• _Document passage_:
Just as Pediatrix concluded billing investigations, the Federal Trade Commission (FTC) began an investigation into the merger with Magella Healthcare. The FTC examined the structure of the company, particularly in three markets where facilities operated by the two companies overlapped, in Dallas, Austin, and Las Vegas. Announcement of the investigation in June 2002 troubled investors and the stock price dropped nearly $12 per share to $26.20, down from a high of $48.60 on May 1.

Pediatrix continued to expand through acquisition and internal growth. Group practices acquired were located in Memphis; Fort Worth; Lexington, Kentucky; Charlotte, North Carolina; and Florence and Columbia, South Carolina. The Columbia acquisition involved an eight-physician practice serving two hospital NICUs and covering 19,000 patient days annually. The company obtained NICU contracts for hospitals in San Angelo, Texas, to operate in conjunction with a Pediatrix site in San Antonio, as well as at Driscoll Children's Hospital in Corpus Christi.

Acquisitions in 2003 involved a large neonatal practice in Knoxville, with six physicians serving ill and well babies at five hospitals, as well as a large perinatal practice in Chicago, with seven physicians serving three hospitals. Pediatrix entered the Tampa market with the acquisition of a seven-physician practice serving two hospitals. Pediatrix obtained a contract with HCA, Inc. to manage NICUs at two hospitals in Kansas City. The company also acquired a neonatal practice in West Palm Beach specializing in pediatric cardiology.

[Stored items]

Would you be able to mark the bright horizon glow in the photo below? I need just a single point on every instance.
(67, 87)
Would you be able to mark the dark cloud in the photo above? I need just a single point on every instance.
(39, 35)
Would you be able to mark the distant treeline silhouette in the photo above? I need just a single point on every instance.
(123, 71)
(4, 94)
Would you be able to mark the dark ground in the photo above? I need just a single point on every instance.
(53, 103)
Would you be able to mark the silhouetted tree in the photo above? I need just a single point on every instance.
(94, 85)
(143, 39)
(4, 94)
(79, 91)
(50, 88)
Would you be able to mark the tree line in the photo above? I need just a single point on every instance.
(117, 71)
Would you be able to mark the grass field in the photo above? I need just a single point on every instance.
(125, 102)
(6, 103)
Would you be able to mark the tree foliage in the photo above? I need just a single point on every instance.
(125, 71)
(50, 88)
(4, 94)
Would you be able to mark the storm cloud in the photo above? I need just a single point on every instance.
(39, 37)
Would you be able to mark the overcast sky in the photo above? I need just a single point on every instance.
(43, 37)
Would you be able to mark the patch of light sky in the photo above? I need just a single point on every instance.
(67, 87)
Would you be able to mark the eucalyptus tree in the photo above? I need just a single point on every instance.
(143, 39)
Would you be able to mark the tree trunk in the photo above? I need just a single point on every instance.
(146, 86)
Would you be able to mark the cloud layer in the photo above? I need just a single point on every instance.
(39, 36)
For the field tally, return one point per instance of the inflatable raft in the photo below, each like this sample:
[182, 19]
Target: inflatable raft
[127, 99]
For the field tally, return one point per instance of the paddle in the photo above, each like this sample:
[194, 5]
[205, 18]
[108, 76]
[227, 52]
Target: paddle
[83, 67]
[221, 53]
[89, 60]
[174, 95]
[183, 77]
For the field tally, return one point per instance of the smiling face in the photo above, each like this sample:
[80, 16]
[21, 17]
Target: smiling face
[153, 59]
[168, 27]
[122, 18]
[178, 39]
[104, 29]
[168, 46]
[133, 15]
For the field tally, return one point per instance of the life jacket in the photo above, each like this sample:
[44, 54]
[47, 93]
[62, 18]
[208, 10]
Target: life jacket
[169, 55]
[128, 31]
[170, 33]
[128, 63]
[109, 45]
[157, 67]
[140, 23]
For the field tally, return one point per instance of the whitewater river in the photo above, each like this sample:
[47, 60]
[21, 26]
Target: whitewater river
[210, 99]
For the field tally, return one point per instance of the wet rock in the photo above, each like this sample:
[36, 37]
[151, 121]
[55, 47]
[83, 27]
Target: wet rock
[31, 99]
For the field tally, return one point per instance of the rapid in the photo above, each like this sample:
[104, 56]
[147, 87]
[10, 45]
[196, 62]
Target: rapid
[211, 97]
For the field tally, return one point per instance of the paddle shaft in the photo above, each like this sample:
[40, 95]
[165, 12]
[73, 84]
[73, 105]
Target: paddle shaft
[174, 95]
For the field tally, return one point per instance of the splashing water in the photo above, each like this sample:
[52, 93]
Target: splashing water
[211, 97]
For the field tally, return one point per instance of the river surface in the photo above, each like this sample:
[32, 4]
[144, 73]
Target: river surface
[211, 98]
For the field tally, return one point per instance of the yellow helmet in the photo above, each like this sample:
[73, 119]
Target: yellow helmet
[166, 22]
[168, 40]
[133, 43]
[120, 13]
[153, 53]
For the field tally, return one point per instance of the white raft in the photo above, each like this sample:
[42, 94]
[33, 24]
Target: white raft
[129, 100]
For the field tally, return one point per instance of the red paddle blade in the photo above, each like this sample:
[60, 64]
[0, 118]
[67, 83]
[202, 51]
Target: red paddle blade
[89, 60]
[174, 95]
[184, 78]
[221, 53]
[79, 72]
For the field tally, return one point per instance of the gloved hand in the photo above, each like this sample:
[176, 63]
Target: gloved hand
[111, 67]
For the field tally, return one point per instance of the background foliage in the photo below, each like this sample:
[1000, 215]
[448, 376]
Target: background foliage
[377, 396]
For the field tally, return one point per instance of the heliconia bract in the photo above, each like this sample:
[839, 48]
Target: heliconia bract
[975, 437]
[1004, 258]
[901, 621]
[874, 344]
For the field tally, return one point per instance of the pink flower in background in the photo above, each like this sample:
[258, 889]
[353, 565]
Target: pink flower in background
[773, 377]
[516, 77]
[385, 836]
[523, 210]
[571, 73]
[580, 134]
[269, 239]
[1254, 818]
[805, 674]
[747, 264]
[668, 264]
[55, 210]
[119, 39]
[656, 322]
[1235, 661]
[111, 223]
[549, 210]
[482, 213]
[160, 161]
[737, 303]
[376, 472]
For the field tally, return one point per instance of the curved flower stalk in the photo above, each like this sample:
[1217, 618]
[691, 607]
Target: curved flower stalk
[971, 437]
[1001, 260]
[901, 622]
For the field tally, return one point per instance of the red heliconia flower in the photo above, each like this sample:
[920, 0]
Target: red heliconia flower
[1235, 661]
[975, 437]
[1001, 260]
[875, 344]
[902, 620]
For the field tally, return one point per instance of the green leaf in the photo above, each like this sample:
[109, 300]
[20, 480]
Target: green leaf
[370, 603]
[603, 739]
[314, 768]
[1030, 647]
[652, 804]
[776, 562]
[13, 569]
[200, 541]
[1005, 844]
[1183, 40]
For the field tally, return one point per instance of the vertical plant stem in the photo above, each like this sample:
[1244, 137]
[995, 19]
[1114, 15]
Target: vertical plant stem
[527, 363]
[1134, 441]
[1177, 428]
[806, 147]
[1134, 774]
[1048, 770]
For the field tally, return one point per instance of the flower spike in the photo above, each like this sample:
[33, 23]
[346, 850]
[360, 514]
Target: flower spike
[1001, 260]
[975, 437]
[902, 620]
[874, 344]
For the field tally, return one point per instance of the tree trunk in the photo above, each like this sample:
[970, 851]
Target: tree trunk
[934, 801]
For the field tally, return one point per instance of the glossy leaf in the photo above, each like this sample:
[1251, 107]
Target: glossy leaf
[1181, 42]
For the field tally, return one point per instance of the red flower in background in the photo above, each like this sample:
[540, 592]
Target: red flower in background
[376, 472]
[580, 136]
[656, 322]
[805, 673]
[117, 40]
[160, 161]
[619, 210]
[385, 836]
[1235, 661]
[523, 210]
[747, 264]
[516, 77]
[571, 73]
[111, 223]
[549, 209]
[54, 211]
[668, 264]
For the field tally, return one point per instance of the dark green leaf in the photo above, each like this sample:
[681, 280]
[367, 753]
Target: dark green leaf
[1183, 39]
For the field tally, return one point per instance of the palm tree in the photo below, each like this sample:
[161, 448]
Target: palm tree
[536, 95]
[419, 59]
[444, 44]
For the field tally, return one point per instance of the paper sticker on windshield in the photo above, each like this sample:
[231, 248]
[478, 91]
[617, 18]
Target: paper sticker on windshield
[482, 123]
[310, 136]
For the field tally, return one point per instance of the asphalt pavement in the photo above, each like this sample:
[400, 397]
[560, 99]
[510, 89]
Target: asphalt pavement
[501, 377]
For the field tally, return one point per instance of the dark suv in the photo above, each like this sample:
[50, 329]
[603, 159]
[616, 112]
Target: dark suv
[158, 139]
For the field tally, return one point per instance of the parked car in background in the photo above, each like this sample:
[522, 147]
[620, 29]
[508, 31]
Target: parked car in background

• _Task brief_: Quote the Pediatrix passage from "Just as Pediatrix" up to and including "of $48.60 on May 1.".

• _Solution to the problem_:
Just as Pediatrix concluded billing investigations, the Federal Trade Commission (FTC) began an investigation into the merger with Magella Healthcare. The FTC examined the structure of the company, particularly in three markets where facilities operated by the two companies overlapped, in Dallas, Austin, and Las Vegas. Announcement of the investigation in June 2002 troubled investors and the stock price dropped nearly $12 per share to $26.20, down from a high of $48.60 on May 1.